- What is being asked: Render the rows below as a numbered list, leaving out any blank lines.

==*==

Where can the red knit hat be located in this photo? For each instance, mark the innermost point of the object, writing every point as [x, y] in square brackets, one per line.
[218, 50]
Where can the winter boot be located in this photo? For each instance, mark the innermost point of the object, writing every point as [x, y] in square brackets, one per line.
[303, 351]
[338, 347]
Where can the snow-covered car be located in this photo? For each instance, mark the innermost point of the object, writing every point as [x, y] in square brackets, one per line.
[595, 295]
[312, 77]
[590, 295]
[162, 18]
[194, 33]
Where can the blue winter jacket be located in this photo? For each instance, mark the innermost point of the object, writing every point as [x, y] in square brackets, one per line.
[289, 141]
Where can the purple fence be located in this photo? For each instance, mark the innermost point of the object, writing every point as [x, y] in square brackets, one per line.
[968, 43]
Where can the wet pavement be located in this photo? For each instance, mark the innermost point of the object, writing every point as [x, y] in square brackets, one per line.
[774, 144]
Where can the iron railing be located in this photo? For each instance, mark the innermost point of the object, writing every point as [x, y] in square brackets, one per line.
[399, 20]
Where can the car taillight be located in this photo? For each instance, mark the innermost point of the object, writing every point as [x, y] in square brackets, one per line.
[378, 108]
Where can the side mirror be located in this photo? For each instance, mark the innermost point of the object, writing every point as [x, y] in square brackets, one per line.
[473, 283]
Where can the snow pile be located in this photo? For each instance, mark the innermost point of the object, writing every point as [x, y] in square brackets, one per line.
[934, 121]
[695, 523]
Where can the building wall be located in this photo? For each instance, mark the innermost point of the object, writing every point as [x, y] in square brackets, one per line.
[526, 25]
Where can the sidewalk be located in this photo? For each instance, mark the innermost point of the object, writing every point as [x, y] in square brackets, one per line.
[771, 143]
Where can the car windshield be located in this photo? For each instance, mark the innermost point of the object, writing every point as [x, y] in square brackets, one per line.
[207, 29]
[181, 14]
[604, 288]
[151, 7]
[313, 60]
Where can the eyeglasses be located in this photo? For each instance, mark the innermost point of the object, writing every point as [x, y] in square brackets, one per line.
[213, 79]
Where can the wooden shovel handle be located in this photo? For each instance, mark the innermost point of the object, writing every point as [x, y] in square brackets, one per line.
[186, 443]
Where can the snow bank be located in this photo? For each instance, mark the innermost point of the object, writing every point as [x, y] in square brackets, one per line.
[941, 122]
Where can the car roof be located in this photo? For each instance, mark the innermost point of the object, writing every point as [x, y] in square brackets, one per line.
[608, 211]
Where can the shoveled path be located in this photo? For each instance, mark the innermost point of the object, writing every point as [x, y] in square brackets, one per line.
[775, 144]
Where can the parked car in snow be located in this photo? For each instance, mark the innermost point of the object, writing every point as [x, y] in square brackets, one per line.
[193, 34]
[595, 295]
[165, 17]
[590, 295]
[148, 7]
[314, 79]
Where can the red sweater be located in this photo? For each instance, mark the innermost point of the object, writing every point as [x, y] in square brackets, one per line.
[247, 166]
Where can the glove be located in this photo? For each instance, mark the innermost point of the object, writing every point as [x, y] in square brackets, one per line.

==*==

- Result for this exercise:
1. Where can the red knit hat be located in this photo? For each instance, mark the innermost point of the object, writing every point as [x, y] in square brackets, one per line.
2. [218, 50]
3. Where can the winter boot be located in this photo? For each instance, mark the innermost point of the object, writing every point as [x, y] in square brackets, one per line.
4. [303, 351]
5. [338, 347]
6. Where can the snow-covered car be located in this photo? For each instance, mark the innermost point of the object, writing every point as [x, y] in square brackets, one per line.
7. [595, 295]
8. [312, 77]
9. [590, 295]
10. [162, 18]
11. [194, 33]
12. Where can the blue winter jacket be located in this photo? For each instance, mark the innermost point of the object, writing every point as [x, y] in square brackets, one per line.
13. [289, 141]
14. Where can the purple fence be located in this photo? For each instance, mark the innermost point of the object, writing every point as [x, y] in square brackets, one per line.
15. [968, 43]
16. Where can the wet pavement be located in this photo? For each instance, mark the innermost point of the object, writing every point as [x, y] in square brackets, one per line.
17. [774, 144]
18. Where can the iron railing be located in this photo? For each instance, mark the innermost point of the object, writing every point as [x, y] in square brackets, one per line.
19. [399, 20]
20. Where can the car taillight be located in this photo? For each instance, mark the innermost point of the object, writing every point as [x, y] in square brackets, one per line.
21. [378, 108]
22. Where can the side mirror be located in this photo? For each instance, mark the innermost point of the object, writing every point as [x, y] in square brackets, one per line.
23. [473, 283]
24. Where can the snow pile be located in this photo? For each instance, mark the innermost point of the object, writing every point as [x, y] in square brackets, one per line.
25. [934, 121]
26. [695, 523]
27. Where can the building wall be located in this photo? For each instance, mark the innermost point of the object, writing every point as [x, y] in square brackets, one per line.
28. [526, 25]
29. Where can the sidewalk be located in this photo? For each instance, mark the innermost point of the object, writing every point as [x, y] in square brackets, one per line.
30. [771, 143]
31. Where can the car windshield be located in this photo? For each instance, mark the innermost point of the object, writing every point as [x, y] in square brackets, one per line.
32. [207, 29]
33. [181, 14]
34. [604, 288]
35. [151, 7]
36. [313, 60]
37. Where can the eyeglasses be located in this photo? For each instance, mark the innermost point of the object, writing every point as [x, y] in square brackets, one per line.
38. [213, 79]
39. Where can the wooden shovel handle be located in this photo? For each instance, mark the innermost point of the object, writing every point as [x, y] in square brackets, one per line.
40. [186, 443]
41. Where can the snow bank be located in this photo? For each instance, mark the innermost point of the object, writing every point as [x, y] in square brackets, one per line.
42. [941, 122]
43. Where can the car roof be located in this photo? For each instance, mark the innermost point of the object, writing every point as [x, y] in square brackets, one per line.
44. [608, 211]
45. Where can the shoveled path be located in this photo? For each instance, mark the innermost point of the object, writing every point as [x, y] in square brackets, one per line.
46. [775, 144]
47. Where can the parked car in snow be located in this photo? For each instance, mark the innermost point of the object, writing every point as [x, y] in square brackets, one per line.
48. [193, 34]
49. [595, 295]
50. [165, 17]
51. [590, 295]
52. [148, 7]
53. [314, 79]
54. Where can the red sweater be located in this photo? For each instance, mark the innermost point of the object, writing every point as [x, y] in square brackets, one per line.
55. [247, 166]
56. Where can the glove be located in this photo? For each instance, mark the innermost point of the object, writing every point as [x, y] in square brackets, one per line.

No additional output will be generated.